> [Problem statement]
Whenever a line contains the string "Where", copy it out of the entries.

[Record extracts Boundary: Start]

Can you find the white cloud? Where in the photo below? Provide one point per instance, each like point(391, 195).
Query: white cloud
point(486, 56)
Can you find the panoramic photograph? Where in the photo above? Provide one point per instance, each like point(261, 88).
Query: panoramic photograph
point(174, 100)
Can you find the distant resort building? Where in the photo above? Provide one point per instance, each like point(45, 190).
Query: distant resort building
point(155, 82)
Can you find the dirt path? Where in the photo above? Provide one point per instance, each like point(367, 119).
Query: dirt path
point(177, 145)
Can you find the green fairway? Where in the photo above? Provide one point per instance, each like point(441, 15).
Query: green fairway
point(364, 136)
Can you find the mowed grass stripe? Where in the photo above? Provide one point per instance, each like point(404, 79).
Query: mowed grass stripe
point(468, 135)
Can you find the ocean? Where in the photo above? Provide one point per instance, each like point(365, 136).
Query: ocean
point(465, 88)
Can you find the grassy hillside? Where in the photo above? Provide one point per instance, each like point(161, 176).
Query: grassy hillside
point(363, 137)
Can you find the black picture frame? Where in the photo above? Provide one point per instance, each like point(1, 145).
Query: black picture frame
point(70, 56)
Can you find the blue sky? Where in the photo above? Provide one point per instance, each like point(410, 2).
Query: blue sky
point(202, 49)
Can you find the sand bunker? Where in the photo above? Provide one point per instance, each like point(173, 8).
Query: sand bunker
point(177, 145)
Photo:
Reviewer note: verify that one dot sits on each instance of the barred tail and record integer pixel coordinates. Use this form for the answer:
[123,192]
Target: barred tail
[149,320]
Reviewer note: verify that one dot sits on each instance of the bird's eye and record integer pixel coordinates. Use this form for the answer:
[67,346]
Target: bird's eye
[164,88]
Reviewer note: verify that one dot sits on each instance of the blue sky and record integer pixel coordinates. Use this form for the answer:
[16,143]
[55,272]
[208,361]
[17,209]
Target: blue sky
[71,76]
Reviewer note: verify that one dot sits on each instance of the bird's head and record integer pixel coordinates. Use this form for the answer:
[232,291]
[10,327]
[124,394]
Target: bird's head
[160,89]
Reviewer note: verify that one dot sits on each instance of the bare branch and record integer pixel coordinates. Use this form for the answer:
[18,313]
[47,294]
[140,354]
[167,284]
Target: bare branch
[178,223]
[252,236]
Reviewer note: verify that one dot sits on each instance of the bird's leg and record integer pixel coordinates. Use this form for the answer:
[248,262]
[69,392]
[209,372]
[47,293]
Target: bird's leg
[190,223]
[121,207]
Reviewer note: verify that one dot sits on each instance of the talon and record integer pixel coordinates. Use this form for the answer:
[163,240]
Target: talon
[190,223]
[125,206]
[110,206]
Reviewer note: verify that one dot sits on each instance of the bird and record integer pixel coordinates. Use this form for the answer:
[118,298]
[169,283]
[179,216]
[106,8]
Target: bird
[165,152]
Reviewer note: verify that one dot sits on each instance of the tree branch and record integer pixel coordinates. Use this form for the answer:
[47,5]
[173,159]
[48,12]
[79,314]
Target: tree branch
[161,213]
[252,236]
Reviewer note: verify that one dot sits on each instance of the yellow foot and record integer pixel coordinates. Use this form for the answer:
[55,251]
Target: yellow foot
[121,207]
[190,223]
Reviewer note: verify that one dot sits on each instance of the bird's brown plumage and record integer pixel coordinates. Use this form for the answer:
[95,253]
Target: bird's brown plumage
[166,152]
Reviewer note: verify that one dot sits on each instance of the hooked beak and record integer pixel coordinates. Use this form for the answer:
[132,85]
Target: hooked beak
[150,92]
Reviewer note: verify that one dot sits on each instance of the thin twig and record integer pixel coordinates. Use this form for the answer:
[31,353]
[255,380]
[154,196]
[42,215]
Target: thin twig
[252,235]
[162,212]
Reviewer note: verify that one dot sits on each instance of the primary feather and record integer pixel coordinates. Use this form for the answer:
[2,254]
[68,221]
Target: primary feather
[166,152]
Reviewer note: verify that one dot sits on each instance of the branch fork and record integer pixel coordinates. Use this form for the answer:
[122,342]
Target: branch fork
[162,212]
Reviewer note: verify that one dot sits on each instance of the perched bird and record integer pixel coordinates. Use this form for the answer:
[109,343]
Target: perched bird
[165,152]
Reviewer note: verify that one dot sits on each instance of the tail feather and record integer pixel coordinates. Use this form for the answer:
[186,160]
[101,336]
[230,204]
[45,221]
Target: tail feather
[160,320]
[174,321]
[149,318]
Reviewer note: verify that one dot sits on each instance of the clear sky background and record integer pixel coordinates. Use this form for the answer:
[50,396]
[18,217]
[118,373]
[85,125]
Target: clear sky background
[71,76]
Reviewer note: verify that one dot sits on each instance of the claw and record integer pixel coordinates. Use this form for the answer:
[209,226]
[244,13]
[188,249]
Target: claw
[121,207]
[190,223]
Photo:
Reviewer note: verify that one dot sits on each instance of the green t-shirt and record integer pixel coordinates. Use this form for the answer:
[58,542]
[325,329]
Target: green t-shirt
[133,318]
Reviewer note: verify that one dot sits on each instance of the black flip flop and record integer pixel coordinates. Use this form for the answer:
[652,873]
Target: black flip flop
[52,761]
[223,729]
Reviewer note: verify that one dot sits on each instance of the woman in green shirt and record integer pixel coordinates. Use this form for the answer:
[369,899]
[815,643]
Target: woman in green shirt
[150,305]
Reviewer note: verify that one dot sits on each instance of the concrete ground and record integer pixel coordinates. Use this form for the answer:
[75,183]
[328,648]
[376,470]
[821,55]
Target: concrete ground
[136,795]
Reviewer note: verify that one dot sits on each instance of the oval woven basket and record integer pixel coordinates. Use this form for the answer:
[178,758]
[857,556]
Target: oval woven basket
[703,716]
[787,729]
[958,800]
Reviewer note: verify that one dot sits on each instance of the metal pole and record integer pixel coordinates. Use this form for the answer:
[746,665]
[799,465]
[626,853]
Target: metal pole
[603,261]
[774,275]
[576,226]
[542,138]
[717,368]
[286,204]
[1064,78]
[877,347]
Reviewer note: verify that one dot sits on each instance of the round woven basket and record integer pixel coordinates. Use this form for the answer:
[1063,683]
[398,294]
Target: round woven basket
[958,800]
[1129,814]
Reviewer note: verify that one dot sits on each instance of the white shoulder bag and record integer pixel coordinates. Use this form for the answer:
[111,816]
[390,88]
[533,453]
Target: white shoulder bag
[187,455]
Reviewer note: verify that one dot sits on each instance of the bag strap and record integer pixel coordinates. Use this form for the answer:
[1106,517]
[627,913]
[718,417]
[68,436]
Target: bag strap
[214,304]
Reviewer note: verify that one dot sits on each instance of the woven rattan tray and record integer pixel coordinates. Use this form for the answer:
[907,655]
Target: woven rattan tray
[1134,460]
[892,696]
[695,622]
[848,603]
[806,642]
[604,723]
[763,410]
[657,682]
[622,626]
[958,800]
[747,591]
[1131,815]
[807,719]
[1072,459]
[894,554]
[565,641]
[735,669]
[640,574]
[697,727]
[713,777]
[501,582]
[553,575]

[Record extracts Boundary: End]

> [Exercise response]
Can you find the white cloud? Where in the photo below? Provide one point per instance, each like point(391, 195).
Can you find the panoramic photograph? Where in the photo above? Provide one point per instance, each like point(261, 88).
Can you find the distant resort building? Where in the photo above? Provide one point per instance, each like point(45, 190).
Can you find the dirt path? Where in the photo above? Provide one point per instance, each like point(367, 119).
Can you find the green fairway? Where in the photo above? Provide one point per instance, each like point(441, 15).
Can you find the mowed grass stripe? Where in the photo above? Provide one point per instance, each like point(404, 79).
Can you find the ocean? Where in the photo above? Provide one point per instance, each like point(365, 136).
Can you find the grassy hillside? Where in the photo above? Provide one point per instance, each like point(161, 176).
Can you find the black picture frame? Where in the photo above? Provide one point per instance, each like point(1, 145).
Can you find the blue sky? Where in the photo above? Provide one point per instance, each like point(410, 2).
Can you find the sand bunker? Where in the photo above? Provide one point per instance, each like point(173, 8).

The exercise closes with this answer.